In the text about Johnson's career, on what date did he retire from the Air Force?

### [Excerpt to read]
*** Block opens ***
In 2001, Johnson was reassigned from FCOD to the Space Shuttle Branch, where he has held various positions including direct support to the crews of STS-100 and STS-108, chief of shuttle abort planning and procedures for contingency scenarios, and ascent procedure development. He also was a key player on several "tiger teams" during the investigation into the cause of the Columbia accident in 2003. Johnson was the astronaut representative to the External Tank (ET) foam impact test team that eventually proved that ET foam debris on ascent could critically damage the shuttle's leading edge thermal protection system. In 2004, Johnson was designated as the Deputy Chief of the Astronaut Safety Branch, focusing on all aspects of Space Shuttle, ISS, and T-38 safety, with special emphasis on improving specific operational procedures and techniques to make astronauts safer in all three vehicles. In 2005, Johnson was appointed as a crew representative supporting the design and testing of NASA's newest spacecraft, the Crew Exploration Vehicle. Johnson was the pilot on STS-123 which launched on March 11, 2008. Johnson was picked to be the mission's primary robotic arm operator.

He retired from the Air Force on February 1, 2009, and continued to serve NASA as a civilian.

Johnson was the pilot of STS-134, the final flight of Space Shuttle Endeavour and the penultimate flight of the Space Shuttle Program.

==Awards and honors==
Johnson has been awarded the 2005 Stephen D. Thorne Top Fox Safety Award, the 2005 Dean's Award for Academic Excellence, McCombs School of Business, NASA Superior Performance Award, and the 1996 Lieutenant General Bobby Bond Award for the top Air Force test pilot. Johnson was a distinguished graduate of U.S. Air Force Test Pilot School and the U.S. Air Force Academy. His military decorations include the Distinguished Flying Cross, Meritorious Service Medal (2), Air Medal (4), Aerial Achievement Medal (3), Air Force Commendation Medal, and the Air Force Achievement Medal (2).
*** Block closes ***
Collected data
*** Block opens ***
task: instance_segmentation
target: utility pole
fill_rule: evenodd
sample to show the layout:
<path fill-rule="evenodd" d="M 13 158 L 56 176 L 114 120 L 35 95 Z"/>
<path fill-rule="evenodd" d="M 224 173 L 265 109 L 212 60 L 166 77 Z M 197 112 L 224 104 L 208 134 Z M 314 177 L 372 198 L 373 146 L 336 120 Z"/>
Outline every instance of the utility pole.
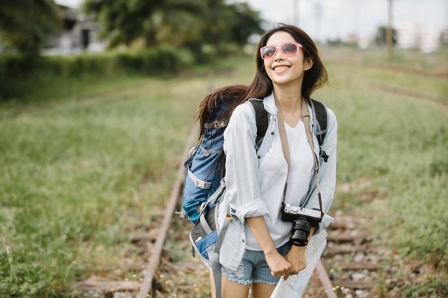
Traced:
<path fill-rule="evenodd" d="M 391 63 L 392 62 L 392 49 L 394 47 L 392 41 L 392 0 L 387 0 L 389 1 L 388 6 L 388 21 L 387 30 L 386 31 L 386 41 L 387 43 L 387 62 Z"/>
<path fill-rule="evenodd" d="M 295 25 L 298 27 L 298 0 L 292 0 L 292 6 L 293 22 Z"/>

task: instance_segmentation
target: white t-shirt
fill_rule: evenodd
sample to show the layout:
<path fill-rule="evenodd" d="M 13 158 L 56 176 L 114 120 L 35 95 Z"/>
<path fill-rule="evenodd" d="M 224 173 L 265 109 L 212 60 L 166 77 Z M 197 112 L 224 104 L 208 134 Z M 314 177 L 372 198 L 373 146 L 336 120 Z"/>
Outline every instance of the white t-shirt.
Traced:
*** Block closes ***
*** Block opens ***
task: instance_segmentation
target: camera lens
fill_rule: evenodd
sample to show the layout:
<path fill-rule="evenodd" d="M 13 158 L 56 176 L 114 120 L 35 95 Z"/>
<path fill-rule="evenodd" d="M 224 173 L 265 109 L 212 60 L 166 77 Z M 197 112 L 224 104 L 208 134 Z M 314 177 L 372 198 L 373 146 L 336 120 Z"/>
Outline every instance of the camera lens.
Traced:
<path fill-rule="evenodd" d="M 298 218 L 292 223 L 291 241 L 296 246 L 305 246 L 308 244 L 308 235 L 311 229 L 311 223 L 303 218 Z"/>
*** Block closes ***
### [Solution below]
February 1, 2009